[YOUR TASK]
Starting at the first of the items below and ending with the line that contains "[[164, 132], [98, 130]]", put each line into a JSON list of strings, one string per line, with blank lines dropped. Omit the pictures.

>> START MATERIAL SUPPLIED

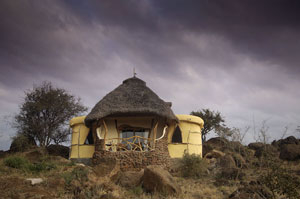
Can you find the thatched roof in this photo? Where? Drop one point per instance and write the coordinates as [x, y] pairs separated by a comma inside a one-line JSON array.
[[132, 98]]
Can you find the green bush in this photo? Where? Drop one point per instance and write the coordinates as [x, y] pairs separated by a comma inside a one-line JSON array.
[[78, 173], [41, 166], [282, 182], [193, 166], [16, 162]]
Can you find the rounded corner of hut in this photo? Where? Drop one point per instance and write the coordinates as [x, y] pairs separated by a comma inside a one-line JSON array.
[[131, 123]]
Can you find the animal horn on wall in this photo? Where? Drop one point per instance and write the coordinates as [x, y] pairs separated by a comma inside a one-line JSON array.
[[164, 132], [98, 130]]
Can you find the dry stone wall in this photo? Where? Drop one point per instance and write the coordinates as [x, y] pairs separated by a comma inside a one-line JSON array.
[[135, 160]]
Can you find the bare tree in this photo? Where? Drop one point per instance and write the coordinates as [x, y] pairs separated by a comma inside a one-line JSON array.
[[45, 113]]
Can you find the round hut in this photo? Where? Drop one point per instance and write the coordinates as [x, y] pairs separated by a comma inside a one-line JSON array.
[[131, 124]]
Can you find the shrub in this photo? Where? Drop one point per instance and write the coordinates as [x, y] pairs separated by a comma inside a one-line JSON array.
[[21, 143], [16, 162], [78, 173], [193, 166], [280, 181]]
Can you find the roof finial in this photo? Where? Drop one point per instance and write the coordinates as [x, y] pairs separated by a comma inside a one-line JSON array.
[[134, 73]]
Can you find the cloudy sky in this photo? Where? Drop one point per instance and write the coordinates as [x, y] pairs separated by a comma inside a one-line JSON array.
[[239, 57]]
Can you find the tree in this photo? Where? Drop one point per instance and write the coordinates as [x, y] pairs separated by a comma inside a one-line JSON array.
[[213, 121], [45, 113]]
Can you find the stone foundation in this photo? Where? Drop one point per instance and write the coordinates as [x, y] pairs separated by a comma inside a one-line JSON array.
[[135, 160]]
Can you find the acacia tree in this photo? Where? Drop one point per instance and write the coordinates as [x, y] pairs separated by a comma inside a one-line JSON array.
[[45, 113], [213, 121]]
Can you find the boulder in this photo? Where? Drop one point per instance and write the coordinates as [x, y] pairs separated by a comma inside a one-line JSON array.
[[240, 162], [108, 167], [255, 145], [58, 150], [34, 181], [289, 140], [157, 179], [290, 152], [214, 154], [217, 142], [130, 179]]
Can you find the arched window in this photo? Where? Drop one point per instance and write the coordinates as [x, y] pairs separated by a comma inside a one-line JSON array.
[[177, 138]]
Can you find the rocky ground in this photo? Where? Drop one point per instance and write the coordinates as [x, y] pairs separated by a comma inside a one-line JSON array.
[[228, 170]]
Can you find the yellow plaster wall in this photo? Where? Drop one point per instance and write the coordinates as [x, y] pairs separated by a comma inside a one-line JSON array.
[[79, 135], [190, 127]]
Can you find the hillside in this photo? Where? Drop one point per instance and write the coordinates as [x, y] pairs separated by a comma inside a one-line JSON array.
[[229, 170]]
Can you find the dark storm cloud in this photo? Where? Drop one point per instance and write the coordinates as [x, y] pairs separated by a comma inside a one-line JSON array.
[[238, 57], [268, 30]]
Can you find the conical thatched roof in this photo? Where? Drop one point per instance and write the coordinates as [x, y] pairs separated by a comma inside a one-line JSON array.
[[132, 98]]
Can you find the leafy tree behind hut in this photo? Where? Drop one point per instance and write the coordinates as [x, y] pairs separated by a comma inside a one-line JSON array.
[[45, 113], [213, 122]]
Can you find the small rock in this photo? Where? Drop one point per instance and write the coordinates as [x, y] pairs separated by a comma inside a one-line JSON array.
[[157, 179], [214, 154], [34, 181], [130, 179]]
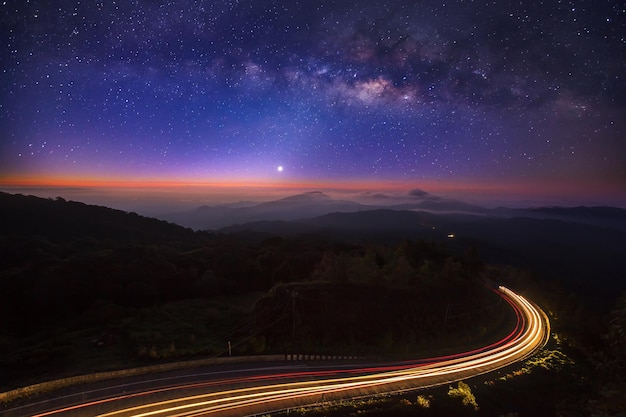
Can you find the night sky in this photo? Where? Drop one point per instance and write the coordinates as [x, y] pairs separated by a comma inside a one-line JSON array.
[[422, 94]]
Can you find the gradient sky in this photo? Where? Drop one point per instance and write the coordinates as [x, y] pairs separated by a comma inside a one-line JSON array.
[[524, 98]]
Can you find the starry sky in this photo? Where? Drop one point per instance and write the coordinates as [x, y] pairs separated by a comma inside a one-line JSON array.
[[517, 97]]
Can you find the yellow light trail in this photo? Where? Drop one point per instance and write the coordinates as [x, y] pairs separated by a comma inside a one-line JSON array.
[[259, 397]]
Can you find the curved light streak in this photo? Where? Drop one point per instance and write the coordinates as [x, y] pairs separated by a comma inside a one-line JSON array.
[[257, 394]]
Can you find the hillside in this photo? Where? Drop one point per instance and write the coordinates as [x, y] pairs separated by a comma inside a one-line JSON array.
[[59, 219]]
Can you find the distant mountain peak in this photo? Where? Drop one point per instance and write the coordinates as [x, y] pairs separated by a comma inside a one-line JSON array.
[[308, 196]]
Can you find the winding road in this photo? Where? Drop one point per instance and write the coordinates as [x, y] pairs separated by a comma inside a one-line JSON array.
[[282, 385]]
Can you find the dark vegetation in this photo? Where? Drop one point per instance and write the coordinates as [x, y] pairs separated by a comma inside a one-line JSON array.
[[85, 289]]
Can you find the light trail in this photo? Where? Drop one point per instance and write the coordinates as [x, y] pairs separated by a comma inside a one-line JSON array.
[[264, 393]]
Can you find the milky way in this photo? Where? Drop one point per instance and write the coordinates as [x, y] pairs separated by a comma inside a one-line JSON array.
[[389, 90]]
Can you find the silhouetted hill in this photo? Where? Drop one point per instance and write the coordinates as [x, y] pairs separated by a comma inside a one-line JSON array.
[[59, 219], [590, 258], [294, 207]]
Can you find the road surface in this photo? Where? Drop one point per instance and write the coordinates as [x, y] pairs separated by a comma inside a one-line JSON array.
[[278, 386]]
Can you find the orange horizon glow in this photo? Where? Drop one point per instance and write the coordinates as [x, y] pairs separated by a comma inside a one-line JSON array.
[[470, 189]]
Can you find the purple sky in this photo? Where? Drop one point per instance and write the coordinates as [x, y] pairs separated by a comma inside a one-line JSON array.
[[525, 99]]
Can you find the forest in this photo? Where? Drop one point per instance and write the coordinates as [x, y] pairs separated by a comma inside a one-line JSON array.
[[86, 289]]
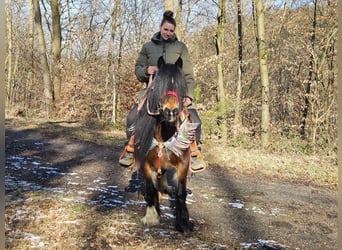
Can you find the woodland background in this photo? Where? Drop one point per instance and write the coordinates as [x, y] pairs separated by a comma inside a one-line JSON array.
[[265, 70]]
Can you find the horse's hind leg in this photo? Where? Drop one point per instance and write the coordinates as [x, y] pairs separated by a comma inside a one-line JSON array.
[[152, 216], [183, 223]]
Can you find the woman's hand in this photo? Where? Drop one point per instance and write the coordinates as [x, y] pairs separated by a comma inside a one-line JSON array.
[[187, 101]]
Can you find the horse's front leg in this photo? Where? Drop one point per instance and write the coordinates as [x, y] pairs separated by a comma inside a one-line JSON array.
[[152, 216], [183, 223]]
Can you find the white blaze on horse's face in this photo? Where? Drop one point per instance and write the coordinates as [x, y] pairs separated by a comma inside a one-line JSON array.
[[170, 108]]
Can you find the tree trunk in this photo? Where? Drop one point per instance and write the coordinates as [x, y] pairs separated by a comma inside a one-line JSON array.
[[180, 30], [48, 87], [56, 47], [30, 76], [221, 96], [10, 55], [237, 117], [262, 51], [311, 71], [111, 70], [169, 5], [69, 34]]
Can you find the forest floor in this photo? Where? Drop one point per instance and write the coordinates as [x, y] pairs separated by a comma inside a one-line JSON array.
[[66, 190]]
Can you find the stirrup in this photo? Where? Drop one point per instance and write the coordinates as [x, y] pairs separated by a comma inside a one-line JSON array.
[[128, 149], [196, 153]]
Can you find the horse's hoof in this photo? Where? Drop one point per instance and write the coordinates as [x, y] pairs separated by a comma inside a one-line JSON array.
[[151, 218], [185, 228]]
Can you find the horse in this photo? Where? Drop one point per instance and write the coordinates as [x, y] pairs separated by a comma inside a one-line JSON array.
[[162, 144]]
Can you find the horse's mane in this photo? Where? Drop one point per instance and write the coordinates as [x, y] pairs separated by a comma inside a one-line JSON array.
[[169, 77]]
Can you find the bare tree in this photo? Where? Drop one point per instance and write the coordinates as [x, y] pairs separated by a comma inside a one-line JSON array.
[[237, 116], [311, 73], [219, 42], [56, 47], [263, 53], [48, 87], [169, 5], [30, 76], [10, 87], [112, 67]]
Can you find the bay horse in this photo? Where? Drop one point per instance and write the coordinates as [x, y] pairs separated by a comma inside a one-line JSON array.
[[162, 144]]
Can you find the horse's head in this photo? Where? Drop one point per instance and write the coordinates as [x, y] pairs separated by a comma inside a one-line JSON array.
[[170, 106], [168, 91]]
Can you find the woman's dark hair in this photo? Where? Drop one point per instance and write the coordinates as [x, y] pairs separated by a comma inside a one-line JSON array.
[[168, 17]]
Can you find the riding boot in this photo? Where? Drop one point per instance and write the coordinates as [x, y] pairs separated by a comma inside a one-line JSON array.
[[197, 161], [126, 158]]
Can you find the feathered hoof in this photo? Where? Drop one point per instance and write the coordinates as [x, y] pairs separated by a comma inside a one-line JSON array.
[[151, 218], [185, 227]]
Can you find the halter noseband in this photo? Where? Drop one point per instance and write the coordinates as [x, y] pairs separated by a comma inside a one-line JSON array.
[[171, 93]]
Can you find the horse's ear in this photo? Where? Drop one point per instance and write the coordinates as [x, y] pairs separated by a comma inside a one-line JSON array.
[[161, 62], [179, 62]]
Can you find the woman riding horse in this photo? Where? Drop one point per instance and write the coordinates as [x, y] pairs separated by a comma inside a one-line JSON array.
[[165, 43], [163, 134]]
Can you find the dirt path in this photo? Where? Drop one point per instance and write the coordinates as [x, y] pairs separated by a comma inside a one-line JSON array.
[[65, 193]]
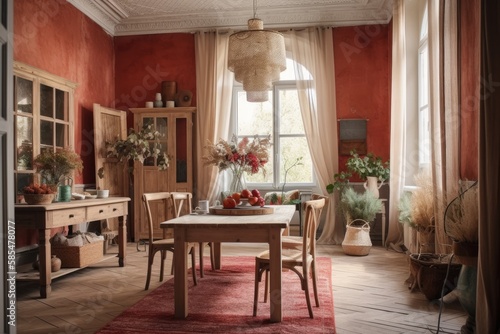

>> END MATERIAL SUPPLIED

[FULL OUTPUT]
[
  "Can you find the thatched roof in this photo? Where? Drop one point per instance and write the coordinates as [x, y] pairs separated by a comma inside a one-line JSON array.",
  "[[132, 98]]",
  "Can you find the green bush in this photo? Where? Drop one point per instance and write the coordinates as [x, y] pairs separated by a comma inside a one-line JSON array.",
  "[[78, 173], [41, 166], [282, 182], [193, 166], [16, 162]]",
  "Can you find the rounded corner of hut in this photo? Where? Drop one point per instance and write the coordinates as [x, y] pairs separated by a comma inside a one-line JSON array.",
  "[[131, 123]]",
  "Can you find the animal horn on wall in this photo? Where? Drop one point per instance and write the coordinates as [x, y] pairs separated by a comma inside a one-line JSON array.",
  "[[164, 132], [98, 130]]"
]